*** Information provided ***

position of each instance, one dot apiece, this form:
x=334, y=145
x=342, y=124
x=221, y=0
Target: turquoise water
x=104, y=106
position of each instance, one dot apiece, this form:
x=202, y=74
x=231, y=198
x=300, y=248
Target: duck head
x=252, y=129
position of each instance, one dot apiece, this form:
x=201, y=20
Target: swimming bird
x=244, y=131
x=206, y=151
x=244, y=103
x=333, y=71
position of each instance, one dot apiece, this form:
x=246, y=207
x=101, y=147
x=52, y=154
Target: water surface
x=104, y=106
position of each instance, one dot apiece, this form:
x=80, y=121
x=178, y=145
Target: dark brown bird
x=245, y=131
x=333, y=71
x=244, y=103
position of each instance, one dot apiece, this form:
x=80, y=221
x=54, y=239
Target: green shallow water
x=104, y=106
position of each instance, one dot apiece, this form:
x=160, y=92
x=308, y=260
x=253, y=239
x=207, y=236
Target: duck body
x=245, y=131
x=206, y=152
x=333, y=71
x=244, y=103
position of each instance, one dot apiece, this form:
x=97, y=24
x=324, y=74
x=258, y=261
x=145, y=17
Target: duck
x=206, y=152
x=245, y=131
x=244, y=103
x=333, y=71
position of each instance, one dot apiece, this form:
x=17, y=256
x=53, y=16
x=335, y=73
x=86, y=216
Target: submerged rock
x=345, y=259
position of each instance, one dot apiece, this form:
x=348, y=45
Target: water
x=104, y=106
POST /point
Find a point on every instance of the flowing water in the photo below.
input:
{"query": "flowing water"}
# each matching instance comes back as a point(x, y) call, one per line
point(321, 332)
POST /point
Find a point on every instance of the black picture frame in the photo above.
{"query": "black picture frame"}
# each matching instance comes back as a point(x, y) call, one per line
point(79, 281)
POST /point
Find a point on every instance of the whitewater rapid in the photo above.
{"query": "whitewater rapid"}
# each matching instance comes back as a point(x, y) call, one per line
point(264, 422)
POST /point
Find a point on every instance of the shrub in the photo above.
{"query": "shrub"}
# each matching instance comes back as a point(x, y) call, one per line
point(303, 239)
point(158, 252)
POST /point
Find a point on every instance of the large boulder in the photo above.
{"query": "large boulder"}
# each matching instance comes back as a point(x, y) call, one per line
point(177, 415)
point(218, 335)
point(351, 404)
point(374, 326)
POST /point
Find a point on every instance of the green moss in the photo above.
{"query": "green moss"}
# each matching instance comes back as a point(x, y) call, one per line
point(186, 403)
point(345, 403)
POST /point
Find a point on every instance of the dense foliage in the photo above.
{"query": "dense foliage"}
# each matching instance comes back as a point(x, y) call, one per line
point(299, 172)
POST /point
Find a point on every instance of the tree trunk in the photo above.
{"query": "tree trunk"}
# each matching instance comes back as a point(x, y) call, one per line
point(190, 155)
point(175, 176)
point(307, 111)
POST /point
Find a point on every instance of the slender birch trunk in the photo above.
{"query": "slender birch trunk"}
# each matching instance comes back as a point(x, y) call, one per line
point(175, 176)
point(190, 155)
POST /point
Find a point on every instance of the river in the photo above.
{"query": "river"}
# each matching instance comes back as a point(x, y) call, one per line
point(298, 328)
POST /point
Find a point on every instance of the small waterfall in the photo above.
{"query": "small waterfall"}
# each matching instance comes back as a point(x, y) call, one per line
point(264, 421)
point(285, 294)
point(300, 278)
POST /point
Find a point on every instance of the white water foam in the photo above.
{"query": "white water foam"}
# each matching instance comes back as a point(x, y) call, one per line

*** End of Information provided ***

* _Task_:
Would you mind copying all of the records exactly?

* _Your response_:
position of each instance, one dot apiece, this form:
x=334, y=145
x=342, y=124
x=221, y=0
Target: turquoise water
x=104, y=106
position of each instance, one dot apiece, this form:
x=202, y=74
x=231, y=198
x=300, y=248
Target: duck head
x=252, y=129
position of each instance, one dot apiece, this form:
x=201, y=20
Target: swimming bird
x=244, y=131
x=206, y=151
x=244, y=103
x=333, y=71
position of each instance, one dot apiece, this form:
x=246, y=207
x=101, y=147
x=52, y=154
Target: water surface
x=104, y=106
position of each instance, one dot apiece, this form:
x=80, y=121
x=178, y=145
Target: dark brown bird
x=245, y=131
x=333, y=71
x=244, y=103
position of each instance, one dot apiece, this form:
x=80, y=221
x=54, y=239
Target: green shallow water
x=104, y=106
position of each instance, one dot apiece, this form:
x=160, y=92
x=308, y=260
x=253, y=239
x=207, y=236
Target: duck body
x=245, y=131
x=206, y=152
x=333, y=71
x=244, y=103
position of each instance, one dot apiece, this form:
x=97, y=24
x=324, y=74
x=258, y=261
x=145, y=17
Target: duck
x=206, y=152
x=245, y=131
x=244, y=103
x=333, y=71
position of each instance, one dot apiece, this form:
x=17, y=256
x=53, y=16
x=335, y=73
x=86, y=216
Target: submerged rock
x=345, y=259
position of each instance, one dot apiece, this form:
x=348, y=45
Target: water
x=104, y=106
POST /point
Find a point on every instance of the flowing water in the photo below.
input:
{"query": "flowing water"}
# each matching instance comes back as a point(x, y) call, one per line
point(321, 332)
POST /point
Find a point on every instance of the black picture frame in the photo above.
{"query": "black picture frame"}
# each matching instance comes back as a point(x, y) call, one per line
point(79, 281)
POST /point
Find a point on every instance of the whitewater rapid in the photo above.
{"query": "whitewater rapid"}
# each matching instance comes back as a point(x, y) call, one per line
point(264, 422)
POST /point
Find a point on every instance of the shrub in the photo above.
{"query": "shrub"}
# each matching instance comes back as a point(x, y) call, one per line
point(303, 239)
point(158, 252)
POST /point
Find a point on every instance of the large boulder in the photo above.
{"query": "large boulder"}
# each matching instance comes back as a point(x, y) call, one per line
point(177, 415)
point(218, 335)
point(351, 404)
point(374, 326)
POST /point
Find a point on every instance of the green moss in the photo above.
{"query": "green moss"}
# each matching instance comes back as a point(x, y) call, one per line
point(186, 403)
point(345, 403)
POST /point
Find a point on every instance of the dense foliage in the photo above.
{"query": "dense foliage"}
# each matching instance comes back as a point(x, y) call, one per line
point(299, 172)
POST /point
Find a point on every instance of the tree trunk in the photo above.
{"query": "tree trunk"}
# each matching instance comes back as a point(x, y) call, one per line
point(190, 155)
point(175, 176)
point(307, 111)
POST /point
Find a point on every instance of the slender birch trunk in the photo above.
{"query": "slender birch trunk"}
# each matching instance comes back as a point(x, y) call, one per line
point(175, 176)
point(190, 155)
POST /point
Find a point on every instance of the river in the photo above.
{"query": "river"}
# each matching instance comes back as a point(x, y) call, one per line
point(298, 328)
POST /point
Find a point on every instance of the small waterfall in the photo above.
{"query": "small waterfall"}
# each matching instance comes back as a point(x, y) call, one per line
point(264, 421)
point(285, 294)
point(300, 278)
POST /point
Find a point on every instance of the white water foam in the photo above.
{"query": "white water foam"}
# each matching instance comes back as a point(x, y) call, one per line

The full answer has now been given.